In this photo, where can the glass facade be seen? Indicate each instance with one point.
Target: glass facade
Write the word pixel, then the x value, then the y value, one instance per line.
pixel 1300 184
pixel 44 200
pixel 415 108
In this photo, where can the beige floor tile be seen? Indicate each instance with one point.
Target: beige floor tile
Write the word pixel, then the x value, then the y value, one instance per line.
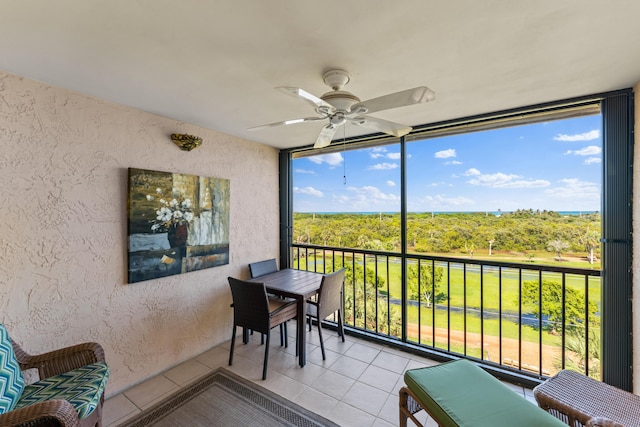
pixel 348 366
pixel 391 362
pixel 347 415
pixel 379 378
pixel 390 411
pixel 335 344
pixel 187 372
pixel 379 422
pixel 356 386
pixel 285 386
pixel 366 398
pixel 316 401
pixel 214 358
pixel 333 384
pixel 147 393
pixel 117 409
pixel 306 375
pixel 363 352
pixel 247 368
========================================================================
> [REQUIREMENT] Give every line above again exactly, with no pictures.

> [RESPONSE]
In this photo, where can the glass facade be seen? Indicate each instance with one point.
Target: glass facade
Write the word pixel, then the x value, then the y value, one instance per line.
pixel 1300 184
pixel 44 200
pixel 415 108
In this photo, where can the beige floor tile be seen? Indicate each instance with one point.
Target: beige floor tile
Write the word pixel, then the x value, then the y value, one instance per line.
pixel 348 366
pixel 391 362
pixel 347 415
pixel 379 378
pixel 390 411
pixel 335 344
pixel 187 372
pixel 379 422
pixel 356 386
pixel 285 386
pixel 366 398
pixel 316 401
pixel 214 358
pixel 333 384
pixel 147 393
pixel 117 409
pixel 306 375
pixel 363 352
pixel 247 368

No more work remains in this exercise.